— START OF Records for processing —

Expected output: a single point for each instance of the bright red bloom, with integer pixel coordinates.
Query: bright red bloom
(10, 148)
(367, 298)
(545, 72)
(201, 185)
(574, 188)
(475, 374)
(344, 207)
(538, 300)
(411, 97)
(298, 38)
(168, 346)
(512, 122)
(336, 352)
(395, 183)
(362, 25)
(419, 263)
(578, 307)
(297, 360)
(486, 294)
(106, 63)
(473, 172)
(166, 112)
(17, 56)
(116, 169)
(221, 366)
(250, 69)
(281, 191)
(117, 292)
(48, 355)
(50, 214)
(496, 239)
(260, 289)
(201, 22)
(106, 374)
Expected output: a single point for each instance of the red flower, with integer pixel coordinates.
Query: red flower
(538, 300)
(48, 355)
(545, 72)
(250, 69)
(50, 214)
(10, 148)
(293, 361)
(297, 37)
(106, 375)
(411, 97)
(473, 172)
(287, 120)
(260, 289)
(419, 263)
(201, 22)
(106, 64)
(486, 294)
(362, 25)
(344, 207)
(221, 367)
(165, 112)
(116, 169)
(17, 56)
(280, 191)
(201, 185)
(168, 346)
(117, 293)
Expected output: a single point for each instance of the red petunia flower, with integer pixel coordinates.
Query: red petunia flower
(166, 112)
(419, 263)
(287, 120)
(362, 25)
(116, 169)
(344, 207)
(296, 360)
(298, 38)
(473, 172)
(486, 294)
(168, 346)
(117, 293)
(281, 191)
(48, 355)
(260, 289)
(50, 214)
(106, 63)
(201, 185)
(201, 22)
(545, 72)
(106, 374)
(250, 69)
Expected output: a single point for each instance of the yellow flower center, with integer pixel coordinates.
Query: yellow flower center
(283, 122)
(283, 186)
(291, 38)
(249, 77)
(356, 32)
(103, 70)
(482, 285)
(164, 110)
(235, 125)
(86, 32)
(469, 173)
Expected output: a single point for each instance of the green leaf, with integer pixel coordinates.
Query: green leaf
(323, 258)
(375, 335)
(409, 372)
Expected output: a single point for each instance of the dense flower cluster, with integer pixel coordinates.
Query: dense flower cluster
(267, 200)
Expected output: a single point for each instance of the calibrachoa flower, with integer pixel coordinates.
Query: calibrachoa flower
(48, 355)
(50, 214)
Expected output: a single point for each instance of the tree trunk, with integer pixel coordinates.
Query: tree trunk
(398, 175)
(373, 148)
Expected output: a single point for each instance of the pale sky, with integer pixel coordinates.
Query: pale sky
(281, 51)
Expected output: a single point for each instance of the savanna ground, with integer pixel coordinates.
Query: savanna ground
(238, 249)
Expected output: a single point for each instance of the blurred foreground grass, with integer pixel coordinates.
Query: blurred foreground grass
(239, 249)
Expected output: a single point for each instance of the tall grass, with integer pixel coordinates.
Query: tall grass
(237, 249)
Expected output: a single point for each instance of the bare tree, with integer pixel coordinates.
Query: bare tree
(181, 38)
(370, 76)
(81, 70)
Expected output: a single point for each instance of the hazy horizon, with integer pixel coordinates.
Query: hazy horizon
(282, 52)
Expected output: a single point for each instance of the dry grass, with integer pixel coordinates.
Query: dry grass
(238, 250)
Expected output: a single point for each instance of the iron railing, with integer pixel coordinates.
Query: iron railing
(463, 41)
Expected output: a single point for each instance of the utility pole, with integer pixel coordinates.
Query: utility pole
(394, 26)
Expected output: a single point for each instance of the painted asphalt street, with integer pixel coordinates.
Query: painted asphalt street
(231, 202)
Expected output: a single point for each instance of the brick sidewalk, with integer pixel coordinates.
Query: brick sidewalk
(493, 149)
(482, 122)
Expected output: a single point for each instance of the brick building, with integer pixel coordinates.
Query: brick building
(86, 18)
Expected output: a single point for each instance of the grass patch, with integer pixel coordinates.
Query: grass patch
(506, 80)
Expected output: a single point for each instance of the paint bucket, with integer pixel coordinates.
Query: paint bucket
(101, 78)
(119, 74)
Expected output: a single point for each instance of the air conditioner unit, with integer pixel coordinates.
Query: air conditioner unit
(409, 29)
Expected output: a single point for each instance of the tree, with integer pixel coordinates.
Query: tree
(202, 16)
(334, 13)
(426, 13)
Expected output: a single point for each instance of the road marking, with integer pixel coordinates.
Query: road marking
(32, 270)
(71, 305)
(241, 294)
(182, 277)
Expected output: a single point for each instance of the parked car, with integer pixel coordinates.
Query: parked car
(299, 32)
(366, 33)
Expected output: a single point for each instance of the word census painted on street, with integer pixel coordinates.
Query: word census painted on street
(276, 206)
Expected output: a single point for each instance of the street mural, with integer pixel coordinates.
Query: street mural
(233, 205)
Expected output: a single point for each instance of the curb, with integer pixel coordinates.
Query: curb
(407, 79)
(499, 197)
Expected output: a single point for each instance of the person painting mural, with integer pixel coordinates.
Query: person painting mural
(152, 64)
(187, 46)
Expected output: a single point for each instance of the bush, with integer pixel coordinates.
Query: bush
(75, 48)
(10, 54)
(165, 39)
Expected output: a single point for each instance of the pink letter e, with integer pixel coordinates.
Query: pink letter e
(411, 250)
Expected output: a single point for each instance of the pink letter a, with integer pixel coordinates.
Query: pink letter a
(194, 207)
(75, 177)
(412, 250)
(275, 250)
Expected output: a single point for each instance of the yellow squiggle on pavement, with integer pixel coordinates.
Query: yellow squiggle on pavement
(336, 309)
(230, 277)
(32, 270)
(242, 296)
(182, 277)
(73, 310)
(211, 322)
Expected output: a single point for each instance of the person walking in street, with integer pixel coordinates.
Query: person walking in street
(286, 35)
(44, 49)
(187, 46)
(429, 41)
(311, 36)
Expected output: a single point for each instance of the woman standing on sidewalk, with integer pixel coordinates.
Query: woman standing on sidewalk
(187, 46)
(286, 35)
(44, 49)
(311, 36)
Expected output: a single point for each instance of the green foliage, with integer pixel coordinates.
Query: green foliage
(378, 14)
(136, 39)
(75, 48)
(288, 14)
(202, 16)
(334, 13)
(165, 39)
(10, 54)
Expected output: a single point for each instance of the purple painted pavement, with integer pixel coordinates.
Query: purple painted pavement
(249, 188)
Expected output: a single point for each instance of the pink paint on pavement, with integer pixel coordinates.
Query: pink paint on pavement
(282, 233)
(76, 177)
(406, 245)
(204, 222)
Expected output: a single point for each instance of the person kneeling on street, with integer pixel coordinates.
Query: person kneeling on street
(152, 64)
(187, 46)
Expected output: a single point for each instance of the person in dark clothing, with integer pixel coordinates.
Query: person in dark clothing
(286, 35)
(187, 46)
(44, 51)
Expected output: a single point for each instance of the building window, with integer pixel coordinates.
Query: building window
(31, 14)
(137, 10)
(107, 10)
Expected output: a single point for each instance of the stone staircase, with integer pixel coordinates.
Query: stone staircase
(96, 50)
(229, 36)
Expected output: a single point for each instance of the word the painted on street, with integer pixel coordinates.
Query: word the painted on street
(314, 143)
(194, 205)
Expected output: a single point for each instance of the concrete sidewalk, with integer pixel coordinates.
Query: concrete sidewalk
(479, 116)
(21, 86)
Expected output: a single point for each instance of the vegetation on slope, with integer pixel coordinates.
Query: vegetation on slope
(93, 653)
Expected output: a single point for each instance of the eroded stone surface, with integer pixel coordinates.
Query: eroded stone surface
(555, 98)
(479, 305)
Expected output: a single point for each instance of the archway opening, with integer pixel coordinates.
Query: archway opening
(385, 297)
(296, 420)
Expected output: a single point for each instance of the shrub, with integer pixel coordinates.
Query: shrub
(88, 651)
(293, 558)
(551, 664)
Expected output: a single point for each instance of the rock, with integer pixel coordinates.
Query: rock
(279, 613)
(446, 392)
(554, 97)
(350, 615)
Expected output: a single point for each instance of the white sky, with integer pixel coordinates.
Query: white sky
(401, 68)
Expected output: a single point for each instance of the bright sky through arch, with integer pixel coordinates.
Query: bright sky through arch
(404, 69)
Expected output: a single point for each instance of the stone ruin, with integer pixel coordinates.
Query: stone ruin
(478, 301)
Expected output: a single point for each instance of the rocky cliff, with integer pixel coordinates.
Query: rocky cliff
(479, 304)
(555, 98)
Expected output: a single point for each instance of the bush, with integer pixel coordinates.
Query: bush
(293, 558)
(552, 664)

— END OF Records for processing —

Aim -> Return every line from the one holding "arch, with integer pixel coordinates." through the end of the data, exactly as it appears, with both ends kept and nothing else.

Exercise solution ->
Expected output: a single point for each instance of the bright sky through arch, with integer pixel coordinates.
Query: bright sky through arch
(404, 69)
Expected output: a single point for each instance of the stone ruin, with integer pixel coordinates.
Query: stone ruin
(478, 301)
Expected output: a single point for each instance of the rocky cliff, with integer pixel coordinates.
Query: rocky cliff
(479, 304)
(555, 98)
Expected output: a single point for each instance of the bush, with integer pixel coordinates.
Query: bush
(293, 558)
(552, 664)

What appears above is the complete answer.